[start TEXT SECTION]

FIG. 11 is a perspective view of a coil bobbin on which a conducting wire is wounded;

FIG. 12 is a view illustrating a method of producing a deflection coil according to the present invention; and

FIG. 13 is a view showing a winding state of a conducting wire obtained by using the coil winding machine of the present invention.

DETAILED DESCRIPTION OF THE PREFERRED EMBODIMENT

Hereinafter, an embodiment of the present invention will be described in detail with reference to the accompanying drawings.

FIG. 5 is a schematic perspective view showing an entire configuration of a CRT.

Referring to FIG. 5, a CRT 10 includes a panel portion 11, a funnel portion 12, and a neck portion 13.

A phosphor screen (not shown), on which phosphors of red, blue, and green are arrayed, is formed on the inner surface of the panel portion 11.

An electron gun 14 for emitting electron beams is built in the neck portion 13.

A deflection yoke 15 is mounted on a portion (cone portion) extending from the neck portion 13 to the funnel portion 12.

The deflection yoke 15 includes, as shown in FIG. 6, a horizontal deflection coil 16, a vertical deflection coil 17, a core 18, a ring magnet 19, and the like. The horizontal deflection yoke 16 is wound on a coil bobbin in a saddle type.

The vertical deflection yoke 17 is wound, for example, on a coil bobbin different from that used for the horizontal deflection yoke 16, in a saddle type.

To be more specific, a pair of the horizontal deflection yokes 16 are disposed on upper and lower parts, divided in the vertical axis direction, of the deflection yoke 15, and a pair of the vertical deflection yokes 17 are disposed on right and left parts, divided into the horizontal axis direction, of the deflection yoke 15.

On the trajectories of electron beams emitted from the electron gun 14, the horizontal deflection coils 16 generate a magnetic field for deflecting the electron beams from side to side (in the horizontal axis direction) of the screen, and the vertical deflection coils 17 generate a magnetic field for deflecting the electron beams up and down (in the vertical axis direction) of the screen.

[end TEXT SECTION]
[start INFORMATION GIVEN]

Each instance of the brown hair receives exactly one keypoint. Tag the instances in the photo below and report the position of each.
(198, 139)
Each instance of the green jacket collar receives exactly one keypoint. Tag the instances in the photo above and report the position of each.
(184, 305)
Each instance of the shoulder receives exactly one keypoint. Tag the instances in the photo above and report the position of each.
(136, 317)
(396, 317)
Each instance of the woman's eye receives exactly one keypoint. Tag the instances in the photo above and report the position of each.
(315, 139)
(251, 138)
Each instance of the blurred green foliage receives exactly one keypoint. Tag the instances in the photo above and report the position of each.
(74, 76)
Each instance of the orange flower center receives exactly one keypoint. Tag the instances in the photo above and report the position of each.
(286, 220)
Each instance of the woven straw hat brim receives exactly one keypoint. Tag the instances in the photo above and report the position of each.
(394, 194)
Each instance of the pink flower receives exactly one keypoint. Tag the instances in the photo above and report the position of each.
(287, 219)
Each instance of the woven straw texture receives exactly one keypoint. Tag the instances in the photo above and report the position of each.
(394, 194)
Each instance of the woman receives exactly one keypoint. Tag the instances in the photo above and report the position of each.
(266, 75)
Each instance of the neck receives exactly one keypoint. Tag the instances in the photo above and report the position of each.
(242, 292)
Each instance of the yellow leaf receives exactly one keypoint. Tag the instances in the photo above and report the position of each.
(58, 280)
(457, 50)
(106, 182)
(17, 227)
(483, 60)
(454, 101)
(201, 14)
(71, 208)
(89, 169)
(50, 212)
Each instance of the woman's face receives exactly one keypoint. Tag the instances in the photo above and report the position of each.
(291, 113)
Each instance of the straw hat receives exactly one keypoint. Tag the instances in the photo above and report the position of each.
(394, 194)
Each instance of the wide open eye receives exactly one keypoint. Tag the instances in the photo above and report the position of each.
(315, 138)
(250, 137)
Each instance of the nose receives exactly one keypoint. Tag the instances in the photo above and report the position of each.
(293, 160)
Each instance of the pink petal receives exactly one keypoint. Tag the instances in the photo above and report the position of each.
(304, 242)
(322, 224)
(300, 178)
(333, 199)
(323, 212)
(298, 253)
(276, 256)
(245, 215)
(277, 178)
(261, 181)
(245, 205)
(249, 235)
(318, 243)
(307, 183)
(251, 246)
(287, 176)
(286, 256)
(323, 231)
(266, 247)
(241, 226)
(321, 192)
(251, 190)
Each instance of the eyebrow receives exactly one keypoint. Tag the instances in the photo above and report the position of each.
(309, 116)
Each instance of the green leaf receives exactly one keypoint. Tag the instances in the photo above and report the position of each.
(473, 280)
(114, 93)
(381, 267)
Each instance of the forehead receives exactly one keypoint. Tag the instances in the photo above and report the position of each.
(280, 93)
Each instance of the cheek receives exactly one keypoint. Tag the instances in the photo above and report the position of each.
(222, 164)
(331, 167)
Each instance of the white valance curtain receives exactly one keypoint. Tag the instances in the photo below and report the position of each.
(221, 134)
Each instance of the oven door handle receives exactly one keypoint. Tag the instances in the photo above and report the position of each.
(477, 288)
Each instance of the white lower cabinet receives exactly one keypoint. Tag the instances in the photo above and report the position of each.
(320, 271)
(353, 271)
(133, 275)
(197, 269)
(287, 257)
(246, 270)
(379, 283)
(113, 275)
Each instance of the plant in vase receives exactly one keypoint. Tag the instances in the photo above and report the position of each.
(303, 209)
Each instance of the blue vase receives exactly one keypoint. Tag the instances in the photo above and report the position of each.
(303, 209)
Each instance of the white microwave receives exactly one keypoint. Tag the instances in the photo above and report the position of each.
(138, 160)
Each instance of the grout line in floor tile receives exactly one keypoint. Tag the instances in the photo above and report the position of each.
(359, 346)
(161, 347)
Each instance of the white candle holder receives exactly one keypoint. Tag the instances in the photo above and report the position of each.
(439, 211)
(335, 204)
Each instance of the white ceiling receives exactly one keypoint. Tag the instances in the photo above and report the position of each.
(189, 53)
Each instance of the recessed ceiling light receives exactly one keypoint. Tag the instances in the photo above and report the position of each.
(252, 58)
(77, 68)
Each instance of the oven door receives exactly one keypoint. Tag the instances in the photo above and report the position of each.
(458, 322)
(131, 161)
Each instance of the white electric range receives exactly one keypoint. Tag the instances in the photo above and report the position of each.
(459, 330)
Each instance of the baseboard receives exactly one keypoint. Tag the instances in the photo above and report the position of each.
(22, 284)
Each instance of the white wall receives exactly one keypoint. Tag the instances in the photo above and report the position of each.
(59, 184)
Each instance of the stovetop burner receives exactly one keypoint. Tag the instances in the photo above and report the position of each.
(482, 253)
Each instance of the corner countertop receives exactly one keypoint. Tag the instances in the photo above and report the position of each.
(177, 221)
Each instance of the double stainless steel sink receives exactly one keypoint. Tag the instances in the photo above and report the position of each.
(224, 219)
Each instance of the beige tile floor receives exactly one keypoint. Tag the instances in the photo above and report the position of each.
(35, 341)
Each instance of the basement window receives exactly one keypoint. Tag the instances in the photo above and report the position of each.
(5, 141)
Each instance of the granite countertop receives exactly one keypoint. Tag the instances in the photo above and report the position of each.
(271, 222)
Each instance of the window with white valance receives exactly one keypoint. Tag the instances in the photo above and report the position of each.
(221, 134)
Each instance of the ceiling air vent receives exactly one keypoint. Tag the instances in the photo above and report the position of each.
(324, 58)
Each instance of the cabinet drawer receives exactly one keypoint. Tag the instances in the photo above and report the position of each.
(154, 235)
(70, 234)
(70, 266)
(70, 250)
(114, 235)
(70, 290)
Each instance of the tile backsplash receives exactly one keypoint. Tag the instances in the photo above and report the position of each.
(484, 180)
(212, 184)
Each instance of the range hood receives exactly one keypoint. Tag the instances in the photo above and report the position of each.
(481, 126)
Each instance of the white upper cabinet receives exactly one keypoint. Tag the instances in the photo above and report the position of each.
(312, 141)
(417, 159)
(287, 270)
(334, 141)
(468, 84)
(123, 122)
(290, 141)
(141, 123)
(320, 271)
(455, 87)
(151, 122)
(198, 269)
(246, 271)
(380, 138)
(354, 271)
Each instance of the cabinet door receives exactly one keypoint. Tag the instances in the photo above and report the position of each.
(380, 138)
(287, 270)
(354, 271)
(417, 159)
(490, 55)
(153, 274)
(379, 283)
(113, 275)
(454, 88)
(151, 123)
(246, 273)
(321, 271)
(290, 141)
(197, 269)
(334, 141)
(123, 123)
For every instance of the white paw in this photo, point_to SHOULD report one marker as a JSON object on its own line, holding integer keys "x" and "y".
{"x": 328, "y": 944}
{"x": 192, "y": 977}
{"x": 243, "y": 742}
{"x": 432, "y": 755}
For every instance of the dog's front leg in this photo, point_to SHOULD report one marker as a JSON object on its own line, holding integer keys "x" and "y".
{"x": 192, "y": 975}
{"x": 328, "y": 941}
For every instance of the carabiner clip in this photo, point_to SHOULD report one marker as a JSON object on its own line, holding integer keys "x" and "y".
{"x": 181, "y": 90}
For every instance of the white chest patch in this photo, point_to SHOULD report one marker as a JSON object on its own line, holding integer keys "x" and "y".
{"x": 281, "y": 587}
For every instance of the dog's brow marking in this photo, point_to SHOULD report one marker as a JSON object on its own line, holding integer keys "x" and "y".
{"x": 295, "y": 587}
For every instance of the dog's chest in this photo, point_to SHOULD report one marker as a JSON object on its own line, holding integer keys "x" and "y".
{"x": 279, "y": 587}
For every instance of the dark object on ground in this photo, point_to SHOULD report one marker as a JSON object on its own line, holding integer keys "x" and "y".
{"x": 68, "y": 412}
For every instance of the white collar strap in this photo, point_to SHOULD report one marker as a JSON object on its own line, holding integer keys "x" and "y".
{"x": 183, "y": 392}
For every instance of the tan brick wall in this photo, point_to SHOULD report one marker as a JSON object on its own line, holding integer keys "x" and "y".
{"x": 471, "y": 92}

[end INFORMATION GIVEN]

[TO BE DONE]
A. Rescale the listing from the line containing "For every instance of the white collar" through the end of the listing, both ends included. Give those lines again with their requests, multiplying every coordinate in the answers by 2.2 and rounding to whole numbers, with halves rounded up.
B. Carry on the text about the CRT deflection yoke from where it stops.

[FINAL RESULTS]
A.
For every instance of the white collar strap in this photo, point_to SHOULD report one marker as a JSON object on its own line, holding integer keys "x" and "y".
{"x": 403, "y": 862}
For every instance of the tan brick wall in this photo, point_to SHOULD report one marker as a JSON object on its own line, holding integer keys "x" and "y".
{"x": 1036, "y": 202}

B.
The core 18, which is made from a magnetic material such as a ferrite, is mounted to cover the horizontal deflection coil 16 and the vertical deflection coil 17 in order to enhance the efficiency of the magnetic fields generated by the deflection coils 16 and 17.

The ring magnet 19 is mounted on a rear-end portion of the deflection yoke 15 in order to correct the deviations in trajectories of electron beams due to an assembly error of the electron gun 14 and the like.

FIG. 7 is a perspective view showing one example of a coil bobbin on which a conducting wire for a horizontal deflection coil or vertical deflection coil is to be wound in a saddle type; and, FIG. 8 is a front view of the coil bobbin shown in FIG. 7.

Referring to FIGS. 7 and 8, a plurality of ribs 21, which extend from one end to the other end of a coil bobbin 20 in the center axis direction thereof, are projectingly formed on the inner peripheral side of the coil bobbin 20.

Winding guide grooves 22, each of which is formed between adjacent two of the plurality of ribs 21, are formed on the inner peripheral surface of the coil bobbin 20.

Both end portions of each of the plurality of ribs 21 are bent along the diameter direction of the coil bobbin 20 at both ends of the coil bobbin 20.

Circumferential guide grooves 23 and 24 for allowing a conducting wire for a deflection coil to extend in a circular-arc shape along the circumferential direction are formed at both ends of the coil bobbin 20.

The circumferential guide grooves 23 and 24 are formed by flanges 25 and 26 formed on the outer peripheral portions at both ends of the coil bobbin 20 and the end portions, bent at both the ends of the coil bobbin 20, as described above, of the plurality of ribs 21, respectively.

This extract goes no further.